(TEXT SECTION):
Extracting noun phrases with contextual relevance in .NET using OpenNLP

Share Button

A few months ago I was working on a project that had a word cloud-like feature. A word cloud is an interesting way to visually represent a popular theme or topic. I had a dataset of user reviews from another project that we wanted to parse and use. This began my first exposure to Natural Language Processing (NLP) and other advanced text analytics tools.

Notes from an NLP spike

I started by extracting nouns from our dataset and calculating frequency. This resulted in a list of top used terms, but unlike a tag cloud implementation for a blog, the results were not always relevant. I needed a way to capture the theme of a sentence, sum up all the reviews with the same theme, and then present the top themes to the user. Think of a yelp user review and its core positive or negative theme. Then calculate how many other user reviews have the same theme, i.e. reviews for a pub that often mentioned its “great patio”. It wasn’t long before I started reading about NLP tools and in particular, Part of Speech (PoS) analyzers. I started learning the vocabulary of the NLP world such as N-grams, sentence chunking, and most importantly, noun phrases. Noun phrases contained two or more words (including a noun) which provide some contextual relevance to the theme of the sentence.

Below is a more formal definition of a noun phrase with an example.

A word group with a noun or pronoun as its head. The noun head can be accompanied by modifiers, determiners (such as the, a, her), and/or complements.

A noun phrase (often abbreviated as NP) most commonly functions as a subject, object, or complement.

The wells and water table had been polluted by chemical pesticides and fertilizers that leached into the earth and were washed by rain into the creeks, where the stunned fish were scavenged by the ospreys.”
(Peter Matthiessen, Men’s Lives, 1986)

(Entries from a point annotation set):
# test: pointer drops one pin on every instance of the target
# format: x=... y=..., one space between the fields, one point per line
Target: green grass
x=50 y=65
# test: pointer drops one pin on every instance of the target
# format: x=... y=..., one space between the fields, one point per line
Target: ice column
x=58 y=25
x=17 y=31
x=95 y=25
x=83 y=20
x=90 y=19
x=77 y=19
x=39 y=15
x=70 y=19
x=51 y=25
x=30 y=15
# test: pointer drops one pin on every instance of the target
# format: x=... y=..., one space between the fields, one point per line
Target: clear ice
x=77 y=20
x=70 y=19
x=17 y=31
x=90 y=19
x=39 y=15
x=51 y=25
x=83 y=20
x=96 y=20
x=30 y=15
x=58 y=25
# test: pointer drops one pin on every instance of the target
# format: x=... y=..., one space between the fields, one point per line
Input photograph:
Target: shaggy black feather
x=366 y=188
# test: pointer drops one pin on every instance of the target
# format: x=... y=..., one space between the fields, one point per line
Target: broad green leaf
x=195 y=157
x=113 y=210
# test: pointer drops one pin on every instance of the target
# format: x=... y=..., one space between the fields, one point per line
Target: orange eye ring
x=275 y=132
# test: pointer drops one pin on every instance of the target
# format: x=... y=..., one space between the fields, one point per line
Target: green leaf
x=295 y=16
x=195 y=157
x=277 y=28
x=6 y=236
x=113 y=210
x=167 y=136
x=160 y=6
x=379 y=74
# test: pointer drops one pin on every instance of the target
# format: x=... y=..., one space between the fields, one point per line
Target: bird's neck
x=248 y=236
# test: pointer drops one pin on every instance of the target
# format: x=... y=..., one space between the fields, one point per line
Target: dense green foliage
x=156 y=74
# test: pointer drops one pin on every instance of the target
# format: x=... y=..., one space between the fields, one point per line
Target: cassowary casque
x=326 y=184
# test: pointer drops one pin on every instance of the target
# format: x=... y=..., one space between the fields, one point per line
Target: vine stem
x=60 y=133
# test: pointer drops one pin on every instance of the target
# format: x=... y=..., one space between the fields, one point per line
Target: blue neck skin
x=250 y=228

(YOUR TASKS):
• A. Duplicate the part of the noun phrase article starting at "Share Button" and ending at "text analytics tools.".
• B. Give a two-sentence summary of the noun phrase article.
• C. Resume the noun phrase article from the point where it stops.

(ANSWERS PER TASK):
• A.
Share Button

A few months ago I was working on a project that had a word cloud-like feature. A word cloud is an interesting way to visually represent a popular theme or topic. I had a dataset of user reviews from another project that we wanted to parse and use. This began my first exposure to Natural Language Processing (NLP) and other advanced text analytics tools.

• B. While building a word cloud-like feature from a dataset of user reviews, the author found that counting the most frequent nouns did not always give relevant results and needed a way to capture and tally the themes of the reviews. This led to NLP tools such as part of speech analyzers and to noun phrases, which are word groups with a noun or pronoun as their head that provide contextual relevance to the theme of a sentence.

• C.
- noun phrase, About.com

Identifying noun phrases is not a trivial task. I started reading up on big open source projects in the NLP game like OpenNLP (Java), NLTK (python), and LingPipe (Java). I also found a great deal of smaller analytics tools and parsers, but none seemed advanced enough to really capture the essence of a noun phrase or theme of a sentence. It was then that a colleague pointed me in the direction of SQL Server Integration Services (SSIS) text analytics transformations. Most notably, the Term Extraction and Term Lookup transformations. A PoC quickly demonstrated that these transformations were an efficient and scalable way to extract noun phrases. It was very simple to configure and get up and running (if you don’t mind using BIDS, *shudder*). I was able to extract meaningful noun phrases with a high degree of accuracy. However, it had a number of limitations.

  • It’s an SSIS package, great for parsing text after-the-fact, but not in real time.
  • It requires a SQL Server enterprise license ($$).
  • It only supports English with no plans of supporting other languages.

Ideally, I wanted to replace the SSIS package with an in-process solution, but unfortunately there are limited text analytics tools available for the .NET community. There are a few options. SharperNLP is a C# port of OpenNLP. It had a brief flurry of activity in 2006, but not much since then. Here are some notes from someone who attempted to integrate with NLTK in a .NET implementation using IronPython: Open Source NLP in C# 3.5 using NLTK.

I even put the question to StackOverflow in a question titled “Extracting terms with contextual relevance (noun phrases) from text in a .NET project”. An answer on this question revealed an option I hadn’t considered. Although I didn’t want to have an IPC (Inter-Process Communication) layer I started thinking about setting up a dedicated full text analytics server with Apache Solr. As of this writing there is a push to get OpenNLP analytics and filters committed to Solr itself, but it still requires a patch (LUCENE-2899) and a fairly lengthy configuration process to get up and running.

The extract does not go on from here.